Collect each line of the records below that contains the word "format". Uppercase and lowercase letters must match.

** DATA ROWS **
'''
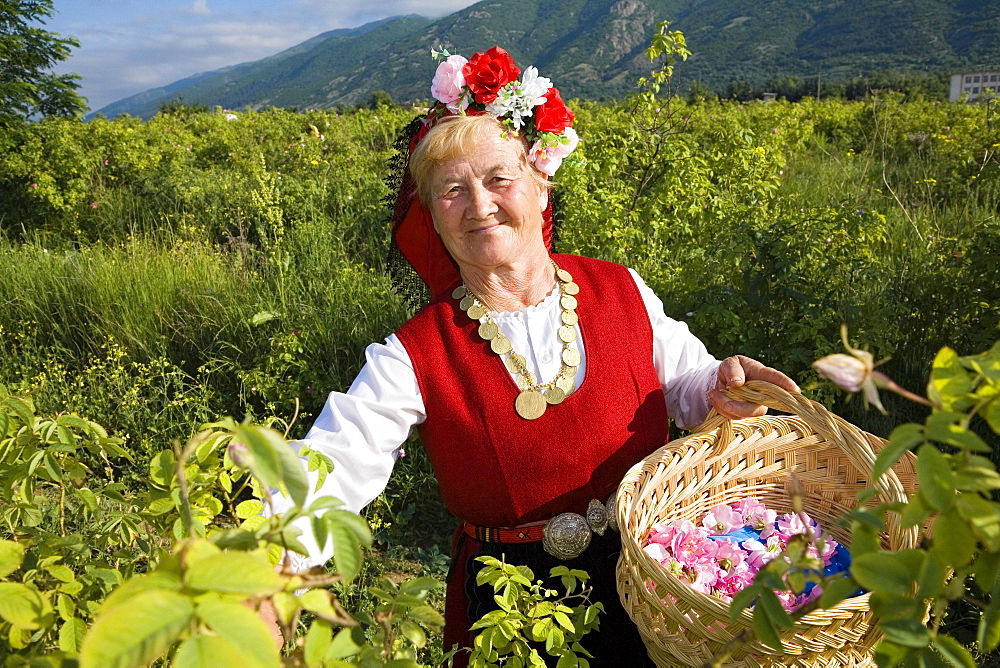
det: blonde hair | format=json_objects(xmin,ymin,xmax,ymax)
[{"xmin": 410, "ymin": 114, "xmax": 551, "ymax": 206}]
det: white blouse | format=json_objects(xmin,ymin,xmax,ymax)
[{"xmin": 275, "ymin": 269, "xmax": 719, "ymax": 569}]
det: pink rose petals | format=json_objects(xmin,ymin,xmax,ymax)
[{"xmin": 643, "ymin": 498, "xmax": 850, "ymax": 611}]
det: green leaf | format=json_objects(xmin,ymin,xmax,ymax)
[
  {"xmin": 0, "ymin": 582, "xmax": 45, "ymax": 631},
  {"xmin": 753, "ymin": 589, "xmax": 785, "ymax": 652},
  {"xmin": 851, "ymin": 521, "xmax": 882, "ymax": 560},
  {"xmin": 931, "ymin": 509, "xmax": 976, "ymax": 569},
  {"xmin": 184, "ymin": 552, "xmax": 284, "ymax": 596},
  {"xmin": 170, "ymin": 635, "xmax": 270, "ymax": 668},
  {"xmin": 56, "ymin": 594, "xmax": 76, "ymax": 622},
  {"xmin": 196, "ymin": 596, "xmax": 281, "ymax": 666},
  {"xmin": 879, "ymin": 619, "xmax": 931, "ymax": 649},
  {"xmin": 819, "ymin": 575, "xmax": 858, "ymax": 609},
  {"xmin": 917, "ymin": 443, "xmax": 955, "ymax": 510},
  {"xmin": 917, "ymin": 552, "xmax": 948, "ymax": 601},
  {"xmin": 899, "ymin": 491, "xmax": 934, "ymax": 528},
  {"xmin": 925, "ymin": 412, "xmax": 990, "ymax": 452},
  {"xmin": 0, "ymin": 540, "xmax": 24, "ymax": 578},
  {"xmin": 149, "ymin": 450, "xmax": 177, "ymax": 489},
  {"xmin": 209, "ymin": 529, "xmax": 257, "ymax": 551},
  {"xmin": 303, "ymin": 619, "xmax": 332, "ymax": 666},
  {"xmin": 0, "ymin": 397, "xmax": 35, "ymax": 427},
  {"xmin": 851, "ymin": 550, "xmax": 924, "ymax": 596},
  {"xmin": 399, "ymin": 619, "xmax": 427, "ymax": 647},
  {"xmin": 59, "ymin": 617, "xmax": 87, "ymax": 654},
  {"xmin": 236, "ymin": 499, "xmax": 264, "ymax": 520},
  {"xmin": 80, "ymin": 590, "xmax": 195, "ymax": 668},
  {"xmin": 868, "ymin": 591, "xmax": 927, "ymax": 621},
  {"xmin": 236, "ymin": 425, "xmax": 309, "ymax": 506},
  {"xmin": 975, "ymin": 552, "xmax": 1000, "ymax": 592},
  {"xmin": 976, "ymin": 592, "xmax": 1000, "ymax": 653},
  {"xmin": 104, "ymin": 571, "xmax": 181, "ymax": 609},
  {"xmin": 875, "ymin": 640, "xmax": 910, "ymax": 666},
'''
** ANSWER TO THIS TASK **
det: blonde hair | format=json_objects(xmin,ymin,xmax,ymax)
det: white blouse | format=json_objects(xmin,ymin,xmax,ymax)
det: pink rose petals | format=json_objects(xmin,ymin,xmax,ymax)
det: green leaf | format=json_objects(xmin,ymin,xmax,ymax)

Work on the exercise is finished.